§ **Problem to work on**
Beginning with the line where "Thanks for the photo. Could you please mark the woman's" appears, retype every remaining line of the data below, both the first and last included.

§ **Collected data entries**
= = = =

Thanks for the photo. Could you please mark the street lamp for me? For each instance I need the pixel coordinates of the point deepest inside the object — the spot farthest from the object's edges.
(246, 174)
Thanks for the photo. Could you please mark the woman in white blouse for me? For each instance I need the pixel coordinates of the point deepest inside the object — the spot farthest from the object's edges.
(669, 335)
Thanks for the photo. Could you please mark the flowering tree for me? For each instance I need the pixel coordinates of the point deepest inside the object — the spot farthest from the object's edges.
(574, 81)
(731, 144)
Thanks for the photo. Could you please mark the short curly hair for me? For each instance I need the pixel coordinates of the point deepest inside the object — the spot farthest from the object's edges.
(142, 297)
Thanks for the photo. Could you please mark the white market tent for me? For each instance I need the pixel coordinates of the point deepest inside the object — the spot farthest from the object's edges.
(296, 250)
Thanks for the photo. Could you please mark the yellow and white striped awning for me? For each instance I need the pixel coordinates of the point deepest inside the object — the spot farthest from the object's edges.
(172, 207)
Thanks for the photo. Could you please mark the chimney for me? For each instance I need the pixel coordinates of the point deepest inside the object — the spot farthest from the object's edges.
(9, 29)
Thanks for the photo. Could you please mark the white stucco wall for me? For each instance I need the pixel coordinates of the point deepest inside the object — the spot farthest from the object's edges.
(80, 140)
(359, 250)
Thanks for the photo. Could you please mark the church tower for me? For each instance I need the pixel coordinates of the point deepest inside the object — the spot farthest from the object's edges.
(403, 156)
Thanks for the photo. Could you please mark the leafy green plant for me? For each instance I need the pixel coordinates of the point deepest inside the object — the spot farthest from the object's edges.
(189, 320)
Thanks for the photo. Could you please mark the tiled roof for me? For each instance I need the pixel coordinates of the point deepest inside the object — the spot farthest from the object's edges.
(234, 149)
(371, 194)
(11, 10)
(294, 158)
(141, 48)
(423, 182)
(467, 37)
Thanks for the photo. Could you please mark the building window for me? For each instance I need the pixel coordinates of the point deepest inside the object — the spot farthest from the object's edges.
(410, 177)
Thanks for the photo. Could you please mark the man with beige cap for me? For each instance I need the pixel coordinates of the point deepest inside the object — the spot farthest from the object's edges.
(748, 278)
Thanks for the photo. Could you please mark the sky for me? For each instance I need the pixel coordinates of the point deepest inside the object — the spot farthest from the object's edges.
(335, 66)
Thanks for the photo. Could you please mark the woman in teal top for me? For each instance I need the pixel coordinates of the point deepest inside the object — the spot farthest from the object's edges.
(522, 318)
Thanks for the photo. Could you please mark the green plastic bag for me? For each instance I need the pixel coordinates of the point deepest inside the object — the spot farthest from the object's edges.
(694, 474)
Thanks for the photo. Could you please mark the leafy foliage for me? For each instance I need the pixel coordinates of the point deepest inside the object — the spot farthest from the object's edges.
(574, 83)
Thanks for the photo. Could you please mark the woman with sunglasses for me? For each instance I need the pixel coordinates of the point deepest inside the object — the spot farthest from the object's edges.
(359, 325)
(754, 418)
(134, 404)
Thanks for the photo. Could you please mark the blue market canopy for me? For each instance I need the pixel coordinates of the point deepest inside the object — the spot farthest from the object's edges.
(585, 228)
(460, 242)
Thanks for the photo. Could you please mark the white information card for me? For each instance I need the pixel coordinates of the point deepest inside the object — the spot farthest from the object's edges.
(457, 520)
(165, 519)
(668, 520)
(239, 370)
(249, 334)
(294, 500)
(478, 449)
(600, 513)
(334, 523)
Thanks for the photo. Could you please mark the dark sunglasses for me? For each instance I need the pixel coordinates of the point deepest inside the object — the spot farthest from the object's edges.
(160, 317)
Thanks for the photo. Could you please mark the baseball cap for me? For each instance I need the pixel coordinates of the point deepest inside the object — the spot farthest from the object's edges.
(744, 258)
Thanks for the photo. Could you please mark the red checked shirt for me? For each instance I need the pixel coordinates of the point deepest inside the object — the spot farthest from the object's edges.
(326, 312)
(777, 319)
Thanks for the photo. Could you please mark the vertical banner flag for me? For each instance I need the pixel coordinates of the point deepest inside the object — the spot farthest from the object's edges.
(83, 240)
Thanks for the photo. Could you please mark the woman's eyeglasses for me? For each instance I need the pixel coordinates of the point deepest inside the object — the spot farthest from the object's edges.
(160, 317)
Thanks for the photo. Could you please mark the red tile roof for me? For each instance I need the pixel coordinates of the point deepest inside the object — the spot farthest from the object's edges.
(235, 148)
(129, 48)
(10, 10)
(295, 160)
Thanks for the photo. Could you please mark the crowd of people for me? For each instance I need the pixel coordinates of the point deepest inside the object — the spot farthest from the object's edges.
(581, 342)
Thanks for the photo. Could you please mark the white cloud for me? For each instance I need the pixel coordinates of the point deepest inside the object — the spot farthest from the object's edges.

= = = =

§ **Answer to this problem**
Thanks for the photo. Could you please mark the woman's eyeglasses for me? For each instance I need the pixel coordinates of the point deepest inside the object — the spot farthest from the object's edges.
(160, 317)
Thanks for the photo. Could you please mark the red tile roof for me? For each instance I need the pixel coordinates of the point deepest inside the object — the spot farthest from the object's edges.
(235, 148)
(129, 48)
(10, 10)
(295, 160)
Thanks for the photo. Could you please mark the crowd of people for me? For each instance I need the pixel coordinates of the point deepest inside the object — the spot farthest from the object's edges.
(581, 342)
Thanks for the photo. Could you please mark the white cloud for me? For each instance I need the pixel coordinates of the point deepest inside the object — the spot farthest from the object's edges.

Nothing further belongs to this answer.